* _EXTRACTED RECORDS_
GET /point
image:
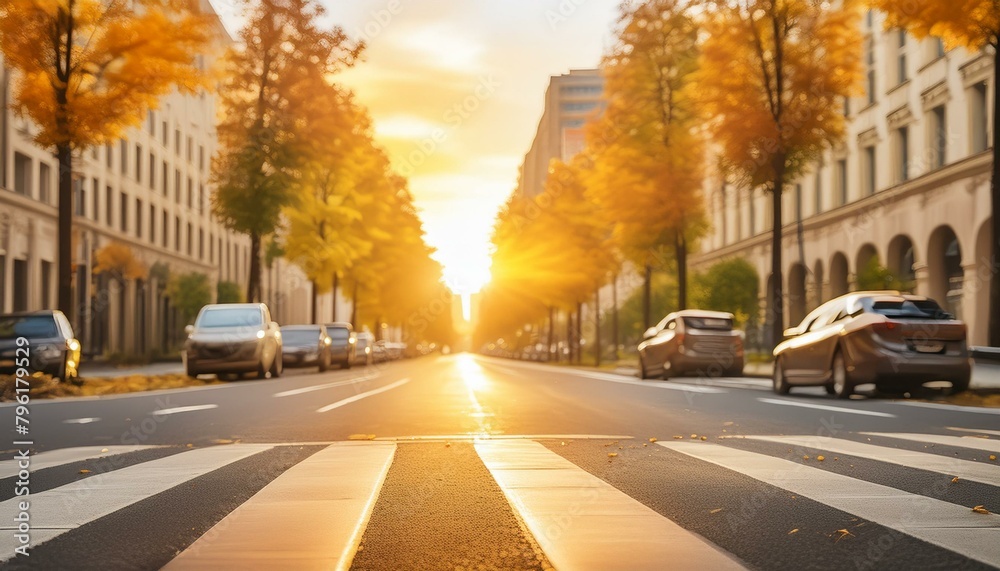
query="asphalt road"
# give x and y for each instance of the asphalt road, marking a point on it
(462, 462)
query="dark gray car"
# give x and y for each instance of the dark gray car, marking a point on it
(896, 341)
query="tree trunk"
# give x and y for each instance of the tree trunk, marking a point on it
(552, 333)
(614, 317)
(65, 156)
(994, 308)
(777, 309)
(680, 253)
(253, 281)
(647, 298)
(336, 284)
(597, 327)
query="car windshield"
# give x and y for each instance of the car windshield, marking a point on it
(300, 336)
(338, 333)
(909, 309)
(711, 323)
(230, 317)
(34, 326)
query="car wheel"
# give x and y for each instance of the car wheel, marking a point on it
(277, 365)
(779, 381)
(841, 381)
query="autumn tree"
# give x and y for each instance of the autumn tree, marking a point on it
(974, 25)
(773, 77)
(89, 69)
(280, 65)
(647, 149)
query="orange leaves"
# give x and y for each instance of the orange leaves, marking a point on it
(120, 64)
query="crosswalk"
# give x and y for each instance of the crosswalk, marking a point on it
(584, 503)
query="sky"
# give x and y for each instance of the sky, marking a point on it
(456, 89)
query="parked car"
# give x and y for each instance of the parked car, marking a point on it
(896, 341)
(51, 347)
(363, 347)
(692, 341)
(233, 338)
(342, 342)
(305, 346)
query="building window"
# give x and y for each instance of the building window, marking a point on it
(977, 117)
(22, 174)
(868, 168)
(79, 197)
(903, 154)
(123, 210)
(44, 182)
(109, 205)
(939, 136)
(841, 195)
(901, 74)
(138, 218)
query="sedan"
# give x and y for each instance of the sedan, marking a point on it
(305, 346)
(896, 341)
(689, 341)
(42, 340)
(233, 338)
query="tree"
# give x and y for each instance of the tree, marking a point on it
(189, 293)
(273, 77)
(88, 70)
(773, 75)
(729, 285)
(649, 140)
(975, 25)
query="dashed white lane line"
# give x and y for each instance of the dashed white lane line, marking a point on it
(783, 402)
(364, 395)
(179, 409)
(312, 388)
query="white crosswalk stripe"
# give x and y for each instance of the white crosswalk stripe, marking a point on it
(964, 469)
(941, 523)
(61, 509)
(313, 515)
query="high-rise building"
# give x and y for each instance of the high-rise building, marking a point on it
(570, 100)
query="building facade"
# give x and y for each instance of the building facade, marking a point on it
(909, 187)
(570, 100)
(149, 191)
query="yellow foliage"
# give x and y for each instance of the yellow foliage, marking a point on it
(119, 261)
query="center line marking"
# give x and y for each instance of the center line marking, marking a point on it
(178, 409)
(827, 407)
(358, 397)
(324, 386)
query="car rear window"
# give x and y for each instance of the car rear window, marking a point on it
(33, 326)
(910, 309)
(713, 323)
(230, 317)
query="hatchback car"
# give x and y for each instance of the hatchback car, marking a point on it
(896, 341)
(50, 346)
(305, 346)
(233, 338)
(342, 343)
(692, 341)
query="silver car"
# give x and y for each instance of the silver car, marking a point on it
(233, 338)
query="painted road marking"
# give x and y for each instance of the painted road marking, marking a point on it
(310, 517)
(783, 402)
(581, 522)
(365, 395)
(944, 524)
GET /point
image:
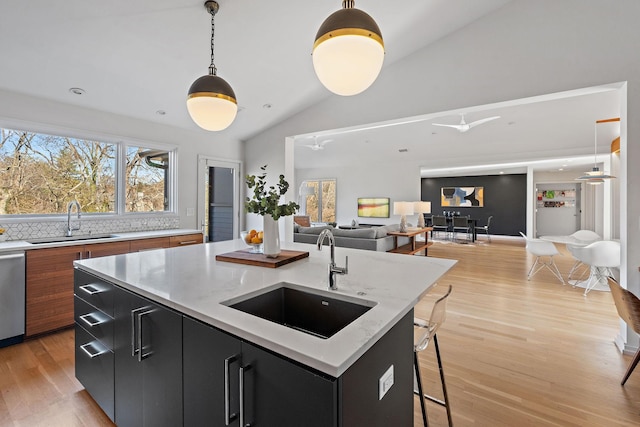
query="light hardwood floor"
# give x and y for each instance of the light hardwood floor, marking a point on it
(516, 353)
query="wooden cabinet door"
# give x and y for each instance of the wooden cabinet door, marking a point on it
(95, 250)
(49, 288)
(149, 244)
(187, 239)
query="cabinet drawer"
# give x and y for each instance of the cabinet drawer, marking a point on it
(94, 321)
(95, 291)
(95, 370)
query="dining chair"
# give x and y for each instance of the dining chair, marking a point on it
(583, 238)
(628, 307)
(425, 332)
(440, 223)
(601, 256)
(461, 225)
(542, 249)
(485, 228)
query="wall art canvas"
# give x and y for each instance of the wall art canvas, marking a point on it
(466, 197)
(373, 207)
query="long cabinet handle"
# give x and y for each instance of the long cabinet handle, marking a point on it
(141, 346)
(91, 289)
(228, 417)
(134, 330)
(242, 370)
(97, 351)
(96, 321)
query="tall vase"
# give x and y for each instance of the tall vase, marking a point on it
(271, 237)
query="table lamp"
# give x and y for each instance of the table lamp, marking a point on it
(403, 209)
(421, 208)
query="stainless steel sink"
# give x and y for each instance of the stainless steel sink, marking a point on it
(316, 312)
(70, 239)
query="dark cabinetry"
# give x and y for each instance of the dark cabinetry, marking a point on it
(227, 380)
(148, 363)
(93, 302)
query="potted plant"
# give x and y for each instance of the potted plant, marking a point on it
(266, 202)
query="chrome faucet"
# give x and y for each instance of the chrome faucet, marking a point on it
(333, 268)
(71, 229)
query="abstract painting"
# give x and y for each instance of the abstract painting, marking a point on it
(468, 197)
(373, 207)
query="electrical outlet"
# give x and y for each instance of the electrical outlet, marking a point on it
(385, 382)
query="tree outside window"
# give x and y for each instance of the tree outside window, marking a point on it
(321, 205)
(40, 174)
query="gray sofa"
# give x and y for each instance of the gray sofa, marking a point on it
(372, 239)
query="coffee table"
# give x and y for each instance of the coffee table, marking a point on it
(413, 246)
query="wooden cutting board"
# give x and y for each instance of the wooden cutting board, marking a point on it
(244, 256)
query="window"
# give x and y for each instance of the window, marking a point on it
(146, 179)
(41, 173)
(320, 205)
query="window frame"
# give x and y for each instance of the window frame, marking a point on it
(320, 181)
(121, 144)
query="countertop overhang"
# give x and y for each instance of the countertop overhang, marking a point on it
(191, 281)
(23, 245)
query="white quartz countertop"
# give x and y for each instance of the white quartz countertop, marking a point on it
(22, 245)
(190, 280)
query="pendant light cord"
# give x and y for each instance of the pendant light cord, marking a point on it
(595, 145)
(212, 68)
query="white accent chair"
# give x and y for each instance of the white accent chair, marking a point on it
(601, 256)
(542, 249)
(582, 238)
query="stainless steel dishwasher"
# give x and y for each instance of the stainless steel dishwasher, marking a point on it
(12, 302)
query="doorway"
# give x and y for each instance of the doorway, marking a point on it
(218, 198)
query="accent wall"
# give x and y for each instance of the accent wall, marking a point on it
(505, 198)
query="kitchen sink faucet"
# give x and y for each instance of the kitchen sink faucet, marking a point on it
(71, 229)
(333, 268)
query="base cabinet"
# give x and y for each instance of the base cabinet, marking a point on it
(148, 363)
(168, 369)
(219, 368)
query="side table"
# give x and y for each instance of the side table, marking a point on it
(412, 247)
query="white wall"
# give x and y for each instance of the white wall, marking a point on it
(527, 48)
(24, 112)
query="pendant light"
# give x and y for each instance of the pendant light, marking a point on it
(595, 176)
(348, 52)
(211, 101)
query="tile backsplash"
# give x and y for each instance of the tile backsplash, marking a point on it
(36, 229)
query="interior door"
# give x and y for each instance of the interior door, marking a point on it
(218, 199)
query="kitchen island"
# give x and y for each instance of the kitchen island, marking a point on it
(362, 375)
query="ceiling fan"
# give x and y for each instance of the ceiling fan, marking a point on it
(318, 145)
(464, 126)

* _JOB_
Write out the material above once more, exactly as it reads, with no pictures.

* _THE RESULT_
GET /point
image:
query="asphalt road"
# give x and y for each instance of the asphalt road, marking a point on it
(462, 462)
query="dark gray car"
# give x and y for each instance of the dark gray car, marking a point on it
(896, 341)
query="tree trunk"
# give x and y for each instance of the tree trunk, marking a point on it
(552, 333)
(614, 317)
(65, 156)
(994, 308)
(777, 309)
(680, 253)
(253, 281)
(647, 298)
(336, 284)
(597, 327)
query="car windshield"
# give x and y for each instance of the car windshield, marking a point on it
(300, 336)
(338, 333)
(909, 309)
(711, 323)
(230, 317)
(34, 326)
query="car wheel"
# give x and y for each instance of the car wheel, marking a point on it
(277, 365)
(779, 381)
(841, 381)
query="autumn tree"
# give x and y for each instance of the autumn tree, marking a point on it
(974, 25)
(773, 77)
(89, 69)
(280, 65)
(647, 149)
query="orange leaves"
# give x and y for each instance of the orange leaves, marking a point on it
(120, 64)
query="crosswalk"
# give x and y for each instance of the crosswalk, marking a point on it
(584, 503)
query="sky"
# give x and y for each instance of the sky, marking a point on it
(456, 89)
query="parked car"
# give x and y for each instance of the parked car, marking a point on it
(896, 341)
(51, 347)
(363, 347)
(692, 341)
(233, 338)
(342, 342)
(305, 346)
query="building window"
# give x and y for each instance of the building window, marking a point on it
(977, 117)
(22, 174)
(868, 168)
(79, 197)
(903, 154)
(123, 210)
(44, 182)
(109, 205)
(939, 136)
(841, 195)
(901, 74)
(138, 218)
query="sedan"
# give x and y for each instance of the sedan, marking a point on it
(305, 346)
(896, 341)
(689, 341)
(42, 340)
(233, 338)
query="tree"
# give x and y for each instance of the tree, marking a point on it
(189, 293)
(273, 77)
(88, 70)
(773, 75)
(729, 285)
(649, 140)
(975, 25)
query="dashed white lane line"
# give x and y for each instance of the dashed white lane line, marking a point on it
(783, 402)
(364, 395)
(179, 409)
(312, 388)
query="white crosswalk stripe"
# give x and y for each instance of the white crosswalk stripe, marking a point on it
(964, 469)
(941, 523)
(61, 509)
(313, 515)
query="high-rise building"
# give x and y for each instance of the high-rise building, marking a point on it
(570, 100)
query="building facade"
# give x and y for each instance of the building facade, marking a point on it
(909, 187)
(570, 100)
(149, 191)
query="yellow foliage"
# give x and y for each instance of the yellow foliage, marking a point on it
(119, 261)
query="center line marking"
# give x and y for each instance of the center line marking, marking a point on it
(178, 409)
(827, 407)
(358, 397)
(324, 386)
query="car rear window"
# give x and y for each instance of the car rear window, marking a point on it
(33, 326)
(910, 309)
(713, 323)
(230, 317)
query="hatchback car"
# give x and y for each instance of the hatchback car, marking a point on it
(896, 341)
(50, 346)
(305, 346)
(233, 338)
(342, 343)
(692, 341)
query="silver car"
# give x and y for each instance of the silver car, marking a point on it
(233, 338)
query="painted road marking"
# give x and y for each instance of the painted road marking, marking a point on it
(310, 517)
(783, 402)
(581, 522)
(365, 395)
(944, 524)
GET /point
image:
query="light hardwood floor"
# give x and y for each instance of the light hardwood floor, marking a point on it
(516, 353)
query="wooden cabinet door"
# give x and y for each instance of the wooden cabinet door, marking a point on it
(95, 250)
(49, 288)
(149, 244)
(187, 239)
query="cabinet drawer"
# give x and y for each instance of the cabinet drawer, marking a point on it
(94, 321)
(95, 291)
(95, 370)
query="dining chair"
# give x and y for each instance of the dining chair, marking a point on it
(583, 238)
(628, 307)
(425, 332)
(440, 223)
(601, 256)
(461, 225)
(542, 249)
(485, 228)
query="wall art canvas"
# give x and y for each instance of the wall art canvas, marking a point on it
(466, 197)
(373, 207)
query="long cabinet handle"
# give x and y for each instance of the long cabinet handle, marking a point on it
(141, 346)
(91, 289)
(228, 417)
(134, 330)
(242, 370)
(97, 351)
(96, 321)
query="tall vase"
# give x and y for each instance of the tall vase, marking a point on it
(271, 237)
query="table lamp"
# give x and y for each instance of the table lamp, marking a point on it
(403, 209)
(421, 208)
query="stainless steel sink"
# give x and y for each instance of the stainless steel sink, marking a point on it
(316, 312)
(70, 239)
query="dark cabinetry"
# give x and y for each instance of the dark cabinetry, marking a point on it
(227, 380)
(148, 363)
(93, 302)
query="potted plant"
# give x and y for each instance of the potted plant, marking a point on it
(266, 202)
query="chrome faucet"
# give x and y for each instance of the chrome faucet, marking a point on it
(333, 268)
(71, 229)
query="abstract painting"
# give x and y for each instance of the abstract painting, marking a point on it
(468, 197)
(373, 207)
query="electrical outlet"
# give x and y for each instance of the electrical outlet, marking a point on it
(385, 382)
query="tree outside window"
# give x and y for each instance of the tree outside window, marking a point on it
(321, 205)
(40, 174)
query="gray sofa"
# give x and y for each instance of the gray sofa, marking a point on it
(372, 239)
query="coffee table"
# give x and y for each instance of the coffee table, marking a point on it
(413, 246)
query="wooden cutting board"
# give x and y for each instance of the wooden cutting board, marking a point on it
(244, 256)
query="window"
# give x and y for each instance of the window, marking a point on it
(146, 179)
(41, 173)
(320, 205)
query="window frame"
# give x and y for each instance of the window frame, marking a point on it
(320, 181)
(121, 144)
query="countertop overhang"
# give x and y for each instance of the countertop overhang, marking a point on it
(191, 281)
(23, 245)
query="white quartz countertop"
# give x and y for each instance of the white quartz countertop, marking a point on it
(22, 245)
(190, 280)
query="pendant light cord"
# give x and y for each instance of the pendant light cord, marking a point on it
(595, 145)
(212, 68)
query="white accent chair"
# give x and y for each instance of the white accent chair, marking a point on it
(601, 256)
(542, 249)
(582, 238)
query="stainless steel dishwasher"
# give x and y for each instance of the stainless steel dishwasher, marking a point on it
(12, 302)
query="doorway"
# give x and y for each instance of the doorway, marking a point on it
(218, 198)
query="accent wall"
# give x and y for each instance of the accent wall, marking a point on it
(505, 198)
query="kitchen sink faucet"
# give x and y for each instance of the kitchen sink faucet, marking a point on it
(71, 229)
(333, 268)
query="base cabinet"
# give x and y for each instance of the base cabinet, marking a point on it
(148, 363)
(168, 369)
(219, 368)
query="side table"
# give x and y for each instance of the side table, marking a point on it
(412, 247)
query="white wall"
# give x and y for each instance of the white wall, marking a point on it
(527, 48)
(24, 112)
query="pendant light"
# give x and y for each instance of the pendant light, marking a point on it
(595, 176)
(348, 52)
(211, 101)
query="tile backsplash"
# give x and y for each instance of the tile backsplash, marking a point on it
(36, 229)
query="interior door"
# give x and y for each instance of the interior door, marking a point on it
(218, 199)
query="kitchen island"
# give x and y for each instance of the kitchen island, marking a point on it
(362, 375)
query="ceiling fan"
# give x and y for each instance of the ceiling fan, marking a point on it
(318, 145)
(464, 126)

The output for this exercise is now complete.